RECORDS SUPPLIED:
============
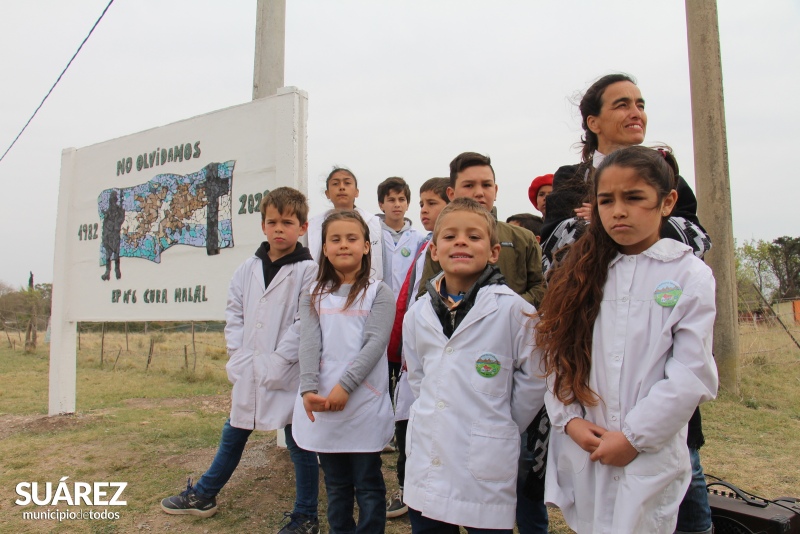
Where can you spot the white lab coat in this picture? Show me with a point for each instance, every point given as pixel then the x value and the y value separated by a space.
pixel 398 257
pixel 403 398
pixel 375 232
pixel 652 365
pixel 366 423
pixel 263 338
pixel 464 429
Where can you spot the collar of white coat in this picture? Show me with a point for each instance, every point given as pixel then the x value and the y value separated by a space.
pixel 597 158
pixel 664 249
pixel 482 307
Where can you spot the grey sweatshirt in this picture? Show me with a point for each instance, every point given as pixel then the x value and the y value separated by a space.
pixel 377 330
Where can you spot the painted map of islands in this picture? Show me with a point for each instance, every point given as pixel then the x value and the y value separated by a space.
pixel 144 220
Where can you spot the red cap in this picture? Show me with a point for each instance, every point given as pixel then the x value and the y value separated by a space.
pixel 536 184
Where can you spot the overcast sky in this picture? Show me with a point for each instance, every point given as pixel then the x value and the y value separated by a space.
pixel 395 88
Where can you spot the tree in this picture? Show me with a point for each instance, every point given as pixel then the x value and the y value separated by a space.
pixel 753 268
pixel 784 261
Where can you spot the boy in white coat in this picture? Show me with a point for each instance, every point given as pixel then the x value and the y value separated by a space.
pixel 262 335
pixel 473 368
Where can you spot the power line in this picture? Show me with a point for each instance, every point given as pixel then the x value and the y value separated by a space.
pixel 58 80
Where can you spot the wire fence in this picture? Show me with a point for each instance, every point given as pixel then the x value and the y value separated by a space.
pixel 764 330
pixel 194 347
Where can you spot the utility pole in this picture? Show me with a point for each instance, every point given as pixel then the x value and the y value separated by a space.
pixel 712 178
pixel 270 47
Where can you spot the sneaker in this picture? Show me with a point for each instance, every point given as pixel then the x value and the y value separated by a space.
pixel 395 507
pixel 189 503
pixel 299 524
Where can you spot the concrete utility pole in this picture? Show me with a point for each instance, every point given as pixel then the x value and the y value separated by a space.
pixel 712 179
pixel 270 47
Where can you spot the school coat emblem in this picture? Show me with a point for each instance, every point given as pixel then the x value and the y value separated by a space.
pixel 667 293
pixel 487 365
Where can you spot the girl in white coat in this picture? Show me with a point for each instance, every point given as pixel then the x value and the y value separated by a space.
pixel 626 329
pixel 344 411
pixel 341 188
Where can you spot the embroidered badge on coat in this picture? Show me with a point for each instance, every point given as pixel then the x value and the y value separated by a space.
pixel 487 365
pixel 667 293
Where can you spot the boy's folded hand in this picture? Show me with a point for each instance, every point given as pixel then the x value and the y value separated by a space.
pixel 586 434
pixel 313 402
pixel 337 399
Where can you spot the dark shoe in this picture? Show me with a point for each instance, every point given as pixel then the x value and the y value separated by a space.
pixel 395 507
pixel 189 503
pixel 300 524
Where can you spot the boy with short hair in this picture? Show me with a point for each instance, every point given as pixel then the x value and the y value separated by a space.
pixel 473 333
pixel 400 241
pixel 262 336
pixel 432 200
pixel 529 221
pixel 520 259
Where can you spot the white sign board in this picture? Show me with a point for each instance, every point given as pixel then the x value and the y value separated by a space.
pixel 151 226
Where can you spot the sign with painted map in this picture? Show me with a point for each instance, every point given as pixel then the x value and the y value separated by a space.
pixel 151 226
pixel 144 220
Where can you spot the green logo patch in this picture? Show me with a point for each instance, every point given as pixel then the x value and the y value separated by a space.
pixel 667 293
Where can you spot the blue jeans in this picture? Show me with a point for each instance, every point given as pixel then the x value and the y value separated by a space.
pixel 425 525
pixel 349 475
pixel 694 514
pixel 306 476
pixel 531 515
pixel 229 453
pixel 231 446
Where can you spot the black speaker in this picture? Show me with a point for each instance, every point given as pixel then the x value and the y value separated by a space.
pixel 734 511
============
Retype each of the entries above exactly as it appears, with no pictures.

Where can you spot the white lab coat in this picture? Show me with a point for each instance, every point given as pixel then the x value and the y value separated by a space.
pixel 398 257
pixel 403 398
pixel 375 232
pixel 652 365
pixel 366 423
pixel 263 338
pixel 464 429
Where can you spot the collar of white coat in this picture? Show me with a point for each instance, every point given as pixel then the x value and the y value separated by a space.
pixel 597 158
pixel 664 249
pixel 482 307
Where can you spot the grey sweatshirt in this picture? Show me with a point for each instance, every point given as pixel then the x value and the y value separated by a space.
pixel 377 330
Where can you spot the painted map of islands in this picture? Show me with a point for each instance, every point given as pixel then the x value and the y value separated by a space.
pixel 144 220
Where can you spot the red cap in this picture? Show me with a point for each instance, every point given as pixel then the x value and the y value separated by a space.
pixel 536 184
Where can you spot the overcast sky in this picture? Show me with a point for each instance, every point given as pixel then the x value and the y value separated by a space.
pixel 395 88
Where can you spot the tree in this picture? Show me with a point for each instance, every point given as pixel then the x value and the y value separated by a space.
pixel 753 268
pixel 784 261
Where can you spot the boy in white coat in this picture? Show me with a point for each instance, every point given as pixel then the x value and the y value separated by a space.
pixel 262 335
pixel 473 368
Where can you spot the power line in this picture? Show me with a point for each instance, every point given as pixel then the x value and the y value separated by a space.
pixel 58 80
Where can you spot the wire fence in this picture? Show me with a point for each instance, every point given as pixel then the x value and the y value separated by a space.
pixel 764 330
pixel 194 347
Where can you spot the utility pole in this picture? Show me with a point for each instance, every point given as pixel then the x value and the y value separated by a space.
pixel 712 178
pixel 270 47
Where can you spot the sneaker in this picture? Show me with a point for each instance, every point given as pixel then the x value and the y value separated by a space.
pixel 395 507
pixel 189 503
pixel 299 524
Where can you spot the concrete utility pole in this picture? Show me with a point for each instance, every point given as pixel then the x value and the y value separated by a space.
pixel 712 179
pixel 270 47
Where can you spot the school coat emblem in this picture? Show me with a point for each instance, every point given as pixel then the x value and the y value separated by a space.
pixel 667 293
pixel 487 365
Where can you spot the girl in white coat in this picture? Show me with a point for each instance, every point given as pixel then the x value and the y value separated by a space.
pixel 626 329
pixel 344 411
pixel 341 188
Where can you spot the embroidered badge on coat in this picture? Show me with a point for each instance, every point given as pixel then the x value and the y value separated by a space.
pixel 487 365
pixel 667 293
Where can you spot the boy's folded hand in this picture? Show me with a point for each instance, every point given as pixel then the x value and the y value separated by a space.
pixel 586 434
pixel 313 402
pixel 337 399
Where can you spot the dark shoe in this picture? Show me with a point for each instance, every point given as pixel then the x value and the y value separated by a space.
pixel 395 507
pixel 189 503
pixel 300 524
Where can you spot the boy with short hair in this picture? Show me with a point for each instance, every point given as pixel then the x value and the y value separated by a space.
pixel 473 333
pixel 400 241
pixel 262 336
pixel 432 200
pixel 529 221
pixel 520 259
Where can you spot the white sign board in this picture? Show me with a point for each instance, every point given as pixel then the x value and the y value separated by a space.
pixel 151 226
Where can you spot the sign with painted map in this picture? Show me with a point for each instance, every point given as pixel then the x value and the y value separated by a space.
pixel 151 226
pixel 144 220
Where can you spot the green logo patch in this picture? Show me with a point for each instance, every point given as pixel then the x value and the y value separated by a space.
pixel 667 293
Where can you spot the blue jeans in this picture? Show me with a point for each instance, every point given as pixel then the x value and the y value separated by a space.
pixel 425 525
pixel 349 475
pixel 694 514
pixel 306 476
pixel 531 515
pixel 229 453
pixel 231 446
Where can you spot the black speaker in this picture? Show me with a point for each instance, every point given as pixel then the x value and the y value separated by a space.
pixel 734 511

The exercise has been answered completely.